(Rows pointing to named objects)
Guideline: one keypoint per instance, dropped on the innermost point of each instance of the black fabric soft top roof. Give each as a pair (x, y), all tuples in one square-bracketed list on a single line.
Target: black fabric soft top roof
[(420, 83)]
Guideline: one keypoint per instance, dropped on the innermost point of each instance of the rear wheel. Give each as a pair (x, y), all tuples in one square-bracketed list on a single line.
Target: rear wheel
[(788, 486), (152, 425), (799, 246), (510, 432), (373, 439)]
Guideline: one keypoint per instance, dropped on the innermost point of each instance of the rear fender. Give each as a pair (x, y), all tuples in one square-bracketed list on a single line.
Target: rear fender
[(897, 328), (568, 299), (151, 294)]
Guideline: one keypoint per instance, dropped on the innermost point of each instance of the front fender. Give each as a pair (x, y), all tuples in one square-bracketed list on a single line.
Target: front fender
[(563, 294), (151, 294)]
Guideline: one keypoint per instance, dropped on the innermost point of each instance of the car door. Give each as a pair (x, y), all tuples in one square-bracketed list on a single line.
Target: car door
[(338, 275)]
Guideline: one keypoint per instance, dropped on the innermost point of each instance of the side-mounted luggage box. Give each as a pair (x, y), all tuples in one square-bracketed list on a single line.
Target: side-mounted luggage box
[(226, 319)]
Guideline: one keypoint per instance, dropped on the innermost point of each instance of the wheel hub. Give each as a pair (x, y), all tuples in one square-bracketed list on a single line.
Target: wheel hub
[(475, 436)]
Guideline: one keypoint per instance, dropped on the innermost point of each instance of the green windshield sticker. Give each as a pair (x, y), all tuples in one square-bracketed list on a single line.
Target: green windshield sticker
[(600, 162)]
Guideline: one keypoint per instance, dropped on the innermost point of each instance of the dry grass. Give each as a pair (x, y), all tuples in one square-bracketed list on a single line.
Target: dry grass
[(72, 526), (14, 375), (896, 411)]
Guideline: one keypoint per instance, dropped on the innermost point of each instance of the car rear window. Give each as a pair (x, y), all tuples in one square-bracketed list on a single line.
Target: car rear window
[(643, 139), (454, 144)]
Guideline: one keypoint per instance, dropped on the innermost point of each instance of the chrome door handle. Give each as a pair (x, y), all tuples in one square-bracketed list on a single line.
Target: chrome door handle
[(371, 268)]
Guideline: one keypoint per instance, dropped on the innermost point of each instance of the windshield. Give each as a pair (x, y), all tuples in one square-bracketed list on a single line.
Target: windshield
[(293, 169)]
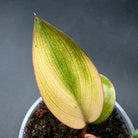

◆ **REQUIRED TASK**:
Put every line of the rows above into a Markdown table with the columns No. and Line, numbering the lines in order and skipping blank lines. Omit the picture.

◆ **ANSWER TO THE EXERCISE**:
| No. | Line |
|---|---|
| 1 | Guideline: one keypoint per instance, dropped on the innermost point of each instance of the black fabric soft top roof. Give each as a pair (x, y), all tuples in one square-bracketed list on a single line. |
| 2 | Target: black fabric soft top roof |
| 3 | [(420, 83)] |
| 4 | Guideline: one keypoint per instance, dropped on the innermost point of each instance of the rear wheel. Give each as a pair (x, y), all tuples in one square-bracketed list on a single line. |
| 5 | Target: rear wheel |
| 6 | [(788, 486), (152, 425), (799, 246), (510, 432), (373, 439)] |
| 7 | Guideline: one keypoint per instance, dropped on the innermost point of each instance of the rear fender. Give each as a pair (x, y), all tuples in one square-bracketed list on a single line. |
| 8 | Target: rear fender |
| 9 | [(897, 328), (568, 299), (151, 294)] |
| 10 | Guideline: one keypoint per instance, dropped on the innermost point of each instance of the front fender. Give each as a pair (x, y), all tuples in one square-bracketed list on a single line. |
| 11 | Target: front fender |
| 12 | [(563, 294), (151, 294)] |
| 13 | Guideline: one keypoint per instance, dropped on the innermost point of each instance of the car door. Give each as a pair (x, y), all tuples in one square-bracketed list on a single line. |
| 14 | Target: car door |
| 15 | [(338, 275)] |
| 16 | Guideline: one keypoint per instance, dropped on the innermost point of each instance of the side-mounted luggage box. Give each as a pair (x, y), all tuples in one square-bracketed list on a single line. |
| 17 | Target: side-mounted luggage box |
| 18 | [(226, 319)] |
| 19 | Guideline: one keypoint per instance, dropped on the innermost point of each instance of the wheel hub. Give each as a pair (x, y), all tuples in one square-bracketed list on a single line. |
| 20 | Target: wheel hub |
| 21 | [(475, 436)] |
| 22 | Guideline: one keypoint per instance, dropped on the innermost point of each instance of the green windshield sticker. Give each as a pair (x, y), all tuples in one square-bracketed list on a single line. |
| 23 | Target: green windshield sticker |
| 24 | [(600, 162)] |
| 25 | Guideline: one keypoint per instance, dropped on the innermost point of each instance of the dry grass. Give each as a pair (x, y), all tuples in one square-bracketed list on a single line. |
| 26 | Target: dry grass |
| 27 | [(72, 526), (14, 375), (896, 411)] |
| 28 | Guideline: one keypoint per instance, dropped on the innermost point of each instance of the car rear window. Give each as a pair (x, y), all tuples in one square-bracketed list on a single line. |
| 29 | Target: car rear window |
| 30 | [(643, 139), (454, 144)] |
| 31 | Guideline: one keypoint per instance, dropped on the innermost point of each instance of the chrome door handle. Give each as a pair (x, y), all tuples in one square-bracketed list on a single line. |
| 32 | Target: chrome door handle |
| 33 | [(371, 268)] |
| 34 | Guideline: one keypoint per instance, dropped on the innermost point of each instance of the windshield. Give each as a pair (x, y), all tuples in one square-bracketed list on a single line. |
| 35 | Target: windshield |
| 36 | [(293, 169)] |